Prolongez le texte sur la scientologie, placé plus bas avant les lignes de données, en reprenant juste après sa dernière phrase.

::: Texte fourni :::

Tom Cruise, célèbre membre de l'«église» de la Scientologie, inaugure, en 2004, un centre à Madrid. REUTERS/Paul Hannaa
J'ai
testé la scientologie et c'était pas bien: le rendez-vous
Second contact avec les fidèles de Ron Hubbard.
Le
lendemain, je débarque donc rue Jules César, entre Bastille et Gare de Lyon.
L’entrée affiche sans complexe Scientologie et à l’accueil pas de vigile mais
une vieille dame souriante qui me demande avec qui j’ai rendez-vous. Cinq
minutes plus tard, Christelle arrive, toujours aussi sympa. Elle m’offre un
verre d’eau, m’emmène dans un petit bureau, ferme la porte et brusquement, elle
se transforme en succube maléfique prête à propager la désolation dans ma vie.
Heureusement,
je m’étais préparée à cet entretien, je savais que les résultats des tests sont
toujours négatifs –personne ne réussit jamais l’ocatest sans être déjà
scientologue, rapport aux thétans extraterrestres qui nous habitent. Mais sur
des gens qui débarquent sans savoir à quoi s’attendre, je n’ose même pas
imaginer quel effet ça peut avoir. C’est une espèce de séquence de torture
psychologique pour vous mettre dans un état de faiblesse et de vulnérabilité
absolue.
Christelle-la-succube
me sort le graphique de mon état mental:
Et
elle m’explique: «vous voyez cette ligne?
Ce qu’il y a au-dessus de cette ligne, c’est ce qui va bien.» Je
regarde le schéma, elle me montre la ligne notée +30. Je lui dis: «ok. Mais là, y’a rien au-dessus de cette ligne…» Elle
me regarde. Je la regarde. Et je comprends qu’elle pense très fort «effectivement, c’est difficile à accepter mais ta
vie est merdique» mais à la place elle me répond «oui, chez vous, il n’y a rien au-dessus de cette
ligne». Ensuite, elle passe à l’analyse de mon état point par point en
suivant le graphique. «Les autres ne font
pas confiance à votre jugement. Ils ne vous considèrent pas comme crédible.»

::: Données fournies :::

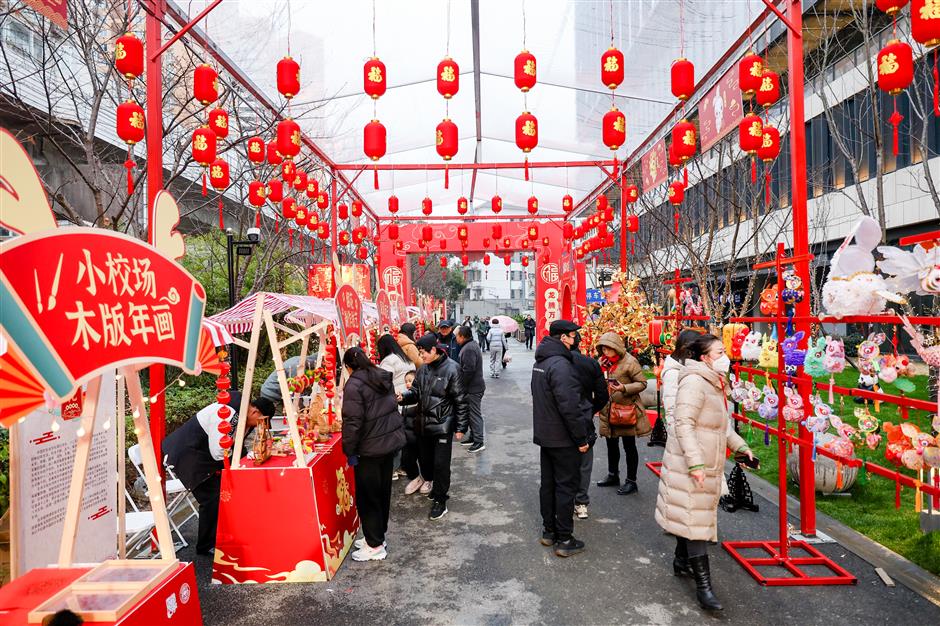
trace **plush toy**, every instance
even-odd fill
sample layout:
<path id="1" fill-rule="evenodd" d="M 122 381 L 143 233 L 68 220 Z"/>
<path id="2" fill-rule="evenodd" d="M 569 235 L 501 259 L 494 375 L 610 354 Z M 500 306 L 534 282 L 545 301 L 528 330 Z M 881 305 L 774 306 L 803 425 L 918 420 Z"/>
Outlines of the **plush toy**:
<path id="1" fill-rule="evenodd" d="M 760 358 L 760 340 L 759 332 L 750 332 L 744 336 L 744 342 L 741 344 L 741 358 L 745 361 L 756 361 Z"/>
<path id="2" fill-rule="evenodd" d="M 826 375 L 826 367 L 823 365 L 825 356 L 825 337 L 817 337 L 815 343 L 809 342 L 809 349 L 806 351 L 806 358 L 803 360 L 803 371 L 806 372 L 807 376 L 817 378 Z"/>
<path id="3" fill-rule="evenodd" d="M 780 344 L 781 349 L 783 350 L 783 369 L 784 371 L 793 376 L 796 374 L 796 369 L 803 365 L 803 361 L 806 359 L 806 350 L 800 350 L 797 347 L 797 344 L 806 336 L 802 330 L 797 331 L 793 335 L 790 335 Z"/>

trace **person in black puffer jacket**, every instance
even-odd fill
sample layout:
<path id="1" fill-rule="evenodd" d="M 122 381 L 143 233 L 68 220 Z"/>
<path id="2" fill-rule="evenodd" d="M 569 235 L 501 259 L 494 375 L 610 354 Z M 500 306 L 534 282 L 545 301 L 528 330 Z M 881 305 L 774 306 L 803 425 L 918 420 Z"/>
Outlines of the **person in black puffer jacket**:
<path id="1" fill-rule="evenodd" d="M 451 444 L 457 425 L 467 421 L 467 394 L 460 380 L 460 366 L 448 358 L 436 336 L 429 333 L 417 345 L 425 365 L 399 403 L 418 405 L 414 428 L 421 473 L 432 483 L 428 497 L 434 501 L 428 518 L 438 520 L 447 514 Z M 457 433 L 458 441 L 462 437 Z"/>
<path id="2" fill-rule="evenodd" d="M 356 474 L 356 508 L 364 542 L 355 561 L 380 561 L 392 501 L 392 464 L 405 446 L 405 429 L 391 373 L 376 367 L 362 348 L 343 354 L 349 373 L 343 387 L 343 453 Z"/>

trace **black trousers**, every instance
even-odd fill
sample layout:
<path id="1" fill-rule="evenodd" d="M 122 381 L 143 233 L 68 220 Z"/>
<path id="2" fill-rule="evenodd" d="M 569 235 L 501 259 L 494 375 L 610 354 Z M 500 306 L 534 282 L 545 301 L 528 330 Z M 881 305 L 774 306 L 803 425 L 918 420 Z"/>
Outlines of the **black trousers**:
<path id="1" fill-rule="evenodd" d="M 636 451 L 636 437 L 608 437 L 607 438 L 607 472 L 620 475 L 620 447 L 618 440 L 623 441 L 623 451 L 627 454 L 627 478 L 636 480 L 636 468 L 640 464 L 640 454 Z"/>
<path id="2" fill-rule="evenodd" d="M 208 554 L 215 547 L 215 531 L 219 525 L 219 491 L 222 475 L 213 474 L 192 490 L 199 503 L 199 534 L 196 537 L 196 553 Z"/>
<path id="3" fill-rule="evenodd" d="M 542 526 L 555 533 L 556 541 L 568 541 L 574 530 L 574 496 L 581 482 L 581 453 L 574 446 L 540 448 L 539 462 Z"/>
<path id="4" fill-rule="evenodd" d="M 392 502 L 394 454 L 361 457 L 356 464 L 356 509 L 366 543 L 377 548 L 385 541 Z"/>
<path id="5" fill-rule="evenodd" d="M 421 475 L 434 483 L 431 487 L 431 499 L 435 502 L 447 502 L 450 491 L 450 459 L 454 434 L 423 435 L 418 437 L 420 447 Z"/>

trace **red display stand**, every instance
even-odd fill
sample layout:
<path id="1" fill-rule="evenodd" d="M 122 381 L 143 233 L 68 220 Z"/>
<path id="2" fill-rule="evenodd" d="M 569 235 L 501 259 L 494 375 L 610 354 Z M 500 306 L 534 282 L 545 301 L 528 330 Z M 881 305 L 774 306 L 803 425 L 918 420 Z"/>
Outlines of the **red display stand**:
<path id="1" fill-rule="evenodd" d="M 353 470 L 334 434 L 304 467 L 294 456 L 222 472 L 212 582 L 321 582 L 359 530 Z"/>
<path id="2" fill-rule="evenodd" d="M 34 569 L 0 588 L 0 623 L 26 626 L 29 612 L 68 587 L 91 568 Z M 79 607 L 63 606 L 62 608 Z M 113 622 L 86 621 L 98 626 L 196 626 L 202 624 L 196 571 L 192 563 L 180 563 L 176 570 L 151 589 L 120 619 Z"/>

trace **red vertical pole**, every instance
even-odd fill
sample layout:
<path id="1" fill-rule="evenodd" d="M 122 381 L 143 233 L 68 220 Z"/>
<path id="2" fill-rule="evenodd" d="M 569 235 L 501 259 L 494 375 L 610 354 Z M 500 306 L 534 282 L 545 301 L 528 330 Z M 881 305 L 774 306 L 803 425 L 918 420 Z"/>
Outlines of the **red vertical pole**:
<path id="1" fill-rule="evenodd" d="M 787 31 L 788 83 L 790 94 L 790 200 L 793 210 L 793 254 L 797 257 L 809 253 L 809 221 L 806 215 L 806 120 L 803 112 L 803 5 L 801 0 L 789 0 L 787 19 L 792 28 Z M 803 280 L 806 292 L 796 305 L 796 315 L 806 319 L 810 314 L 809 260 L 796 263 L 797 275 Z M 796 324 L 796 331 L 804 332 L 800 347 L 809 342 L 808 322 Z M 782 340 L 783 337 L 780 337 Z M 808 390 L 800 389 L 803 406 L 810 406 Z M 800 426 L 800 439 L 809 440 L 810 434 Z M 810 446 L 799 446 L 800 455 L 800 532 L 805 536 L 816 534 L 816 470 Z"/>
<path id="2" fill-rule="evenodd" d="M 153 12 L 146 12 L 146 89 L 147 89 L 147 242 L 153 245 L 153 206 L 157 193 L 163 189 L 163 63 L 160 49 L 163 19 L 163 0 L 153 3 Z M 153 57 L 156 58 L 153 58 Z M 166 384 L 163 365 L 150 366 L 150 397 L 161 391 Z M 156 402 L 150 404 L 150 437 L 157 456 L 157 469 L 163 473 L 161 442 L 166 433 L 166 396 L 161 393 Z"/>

:::
::: Données fournies :::

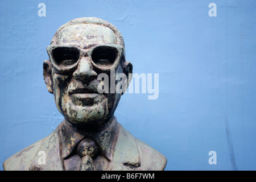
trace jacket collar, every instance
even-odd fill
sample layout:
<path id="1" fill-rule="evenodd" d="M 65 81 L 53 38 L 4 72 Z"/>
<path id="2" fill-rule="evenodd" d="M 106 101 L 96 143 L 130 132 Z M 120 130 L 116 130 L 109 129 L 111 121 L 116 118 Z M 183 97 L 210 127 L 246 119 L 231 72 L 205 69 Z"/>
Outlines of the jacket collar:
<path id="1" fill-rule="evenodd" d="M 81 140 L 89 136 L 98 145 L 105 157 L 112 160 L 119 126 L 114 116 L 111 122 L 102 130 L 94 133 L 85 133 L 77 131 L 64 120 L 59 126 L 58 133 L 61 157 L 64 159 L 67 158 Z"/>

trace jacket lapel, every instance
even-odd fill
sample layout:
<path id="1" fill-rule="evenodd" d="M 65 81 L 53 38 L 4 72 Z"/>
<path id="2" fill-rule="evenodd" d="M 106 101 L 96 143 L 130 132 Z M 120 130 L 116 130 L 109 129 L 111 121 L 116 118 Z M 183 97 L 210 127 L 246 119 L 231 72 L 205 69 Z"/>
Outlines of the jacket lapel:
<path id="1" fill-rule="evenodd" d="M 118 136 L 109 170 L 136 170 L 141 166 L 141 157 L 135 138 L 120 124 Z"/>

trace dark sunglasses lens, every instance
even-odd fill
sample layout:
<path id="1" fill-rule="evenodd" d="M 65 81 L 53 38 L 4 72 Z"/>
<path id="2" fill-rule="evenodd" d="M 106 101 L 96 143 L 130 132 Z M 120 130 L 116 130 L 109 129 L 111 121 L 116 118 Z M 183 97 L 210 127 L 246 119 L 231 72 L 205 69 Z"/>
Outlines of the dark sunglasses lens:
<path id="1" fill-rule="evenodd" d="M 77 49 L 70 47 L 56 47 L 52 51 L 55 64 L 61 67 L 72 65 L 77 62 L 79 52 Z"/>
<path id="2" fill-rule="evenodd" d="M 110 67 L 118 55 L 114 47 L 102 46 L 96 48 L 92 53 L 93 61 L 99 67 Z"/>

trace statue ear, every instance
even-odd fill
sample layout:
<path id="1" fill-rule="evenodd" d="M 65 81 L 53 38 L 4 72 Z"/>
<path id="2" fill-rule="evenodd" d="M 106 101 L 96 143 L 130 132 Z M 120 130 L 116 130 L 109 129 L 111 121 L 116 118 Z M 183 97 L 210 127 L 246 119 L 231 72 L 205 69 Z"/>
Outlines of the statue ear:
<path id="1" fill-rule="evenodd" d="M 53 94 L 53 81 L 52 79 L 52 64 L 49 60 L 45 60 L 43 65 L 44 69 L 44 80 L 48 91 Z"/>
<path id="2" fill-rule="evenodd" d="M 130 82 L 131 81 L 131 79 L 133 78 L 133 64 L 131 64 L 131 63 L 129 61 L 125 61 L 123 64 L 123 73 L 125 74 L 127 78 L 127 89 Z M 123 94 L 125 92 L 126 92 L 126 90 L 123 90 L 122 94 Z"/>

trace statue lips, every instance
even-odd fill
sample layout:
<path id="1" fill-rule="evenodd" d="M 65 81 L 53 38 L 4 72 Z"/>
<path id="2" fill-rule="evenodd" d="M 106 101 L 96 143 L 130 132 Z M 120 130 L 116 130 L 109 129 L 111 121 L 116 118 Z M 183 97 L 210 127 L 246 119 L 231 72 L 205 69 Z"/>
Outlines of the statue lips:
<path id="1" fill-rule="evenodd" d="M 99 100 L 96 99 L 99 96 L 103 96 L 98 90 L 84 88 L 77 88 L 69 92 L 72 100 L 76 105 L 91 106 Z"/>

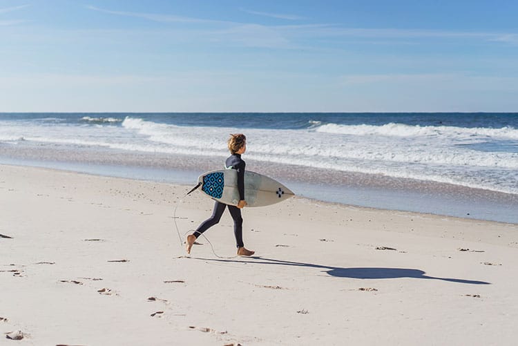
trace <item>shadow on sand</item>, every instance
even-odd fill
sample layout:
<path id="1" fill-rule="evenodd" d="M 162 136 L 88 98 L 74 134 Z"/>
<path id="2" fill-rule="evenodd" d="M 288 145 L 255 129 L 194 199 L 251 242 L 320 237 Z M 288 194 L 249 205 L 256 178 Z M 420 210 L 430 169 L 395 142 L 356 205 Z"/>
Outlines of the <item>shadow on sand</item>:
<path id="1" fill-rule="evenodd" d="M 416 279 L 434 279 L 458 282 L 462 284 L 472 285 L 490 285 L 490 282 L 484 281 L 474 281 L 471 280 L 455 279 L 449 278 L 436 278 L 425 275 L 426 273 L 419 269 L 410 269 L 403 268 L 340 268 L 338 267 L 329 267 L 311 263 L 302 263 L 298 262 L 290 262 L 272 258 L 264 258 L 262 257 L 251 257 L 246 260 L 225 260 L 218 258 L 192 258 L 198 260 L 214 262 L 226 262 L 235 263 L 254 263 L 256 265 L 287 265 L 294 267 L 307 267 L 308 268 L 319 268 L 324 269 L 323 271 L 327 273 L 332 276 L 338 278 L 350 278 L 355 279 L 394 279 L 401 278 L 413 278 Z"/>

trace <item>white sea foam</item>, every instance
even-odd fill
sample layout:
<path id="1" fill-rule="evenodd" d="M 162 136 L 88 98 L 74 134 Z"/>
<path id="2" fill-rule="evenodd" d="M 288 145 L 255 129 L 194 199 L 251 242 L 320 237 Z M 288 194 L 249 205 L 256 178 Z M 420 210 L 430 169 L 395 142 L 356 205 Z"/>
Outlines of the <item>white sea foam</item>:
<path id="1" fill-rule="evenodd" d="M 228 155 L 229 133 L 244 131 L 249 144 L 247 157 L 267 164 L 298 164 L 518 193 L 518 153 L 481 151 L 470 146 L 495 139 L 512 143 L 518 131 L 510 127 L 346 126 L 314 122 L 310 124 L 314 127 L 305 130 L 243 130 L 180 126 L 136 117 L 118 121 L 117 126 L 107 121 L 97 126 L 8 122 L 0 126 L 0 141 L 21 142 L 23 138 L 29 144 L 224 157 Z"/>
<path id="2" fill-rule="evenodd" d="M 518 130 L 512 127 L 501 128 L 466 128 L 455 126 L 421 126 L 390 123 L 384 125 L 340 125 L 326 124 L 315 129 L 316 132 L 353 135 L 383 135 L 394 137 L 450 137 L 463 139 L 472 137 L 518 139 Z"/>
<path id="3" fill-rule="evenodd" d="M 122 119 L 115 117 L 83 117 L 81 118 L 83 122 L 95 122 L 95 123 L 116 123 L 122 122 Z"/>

:::

#### [Réponse]
Au
bout de cinq minutes, j’avais déjà envie de lui demander si on pouvait
installer une corde au néon et m’apporter un tabouret. «On vous critique souvent non? Vous êtes opprimée par
des personnes?» Comme je dis non, elle insiste: «Sur votre lieu de travail alors? On vous fait des
reproches, on dit des choses sur vous, derrière votre dos peut-être… On vous
lance des piques, non?»
Au
bout de dix minutes, je lorgne sur l’agrafeuse en me demandant s’il y a un
espoir pour que j’arrive à m’ouvrir les veines avec et faire disparaître de la
surface de la terre l’horrible sous-merde que je suis et qui pollue tout ce
qu’il y a de bon et de beau dans le monde.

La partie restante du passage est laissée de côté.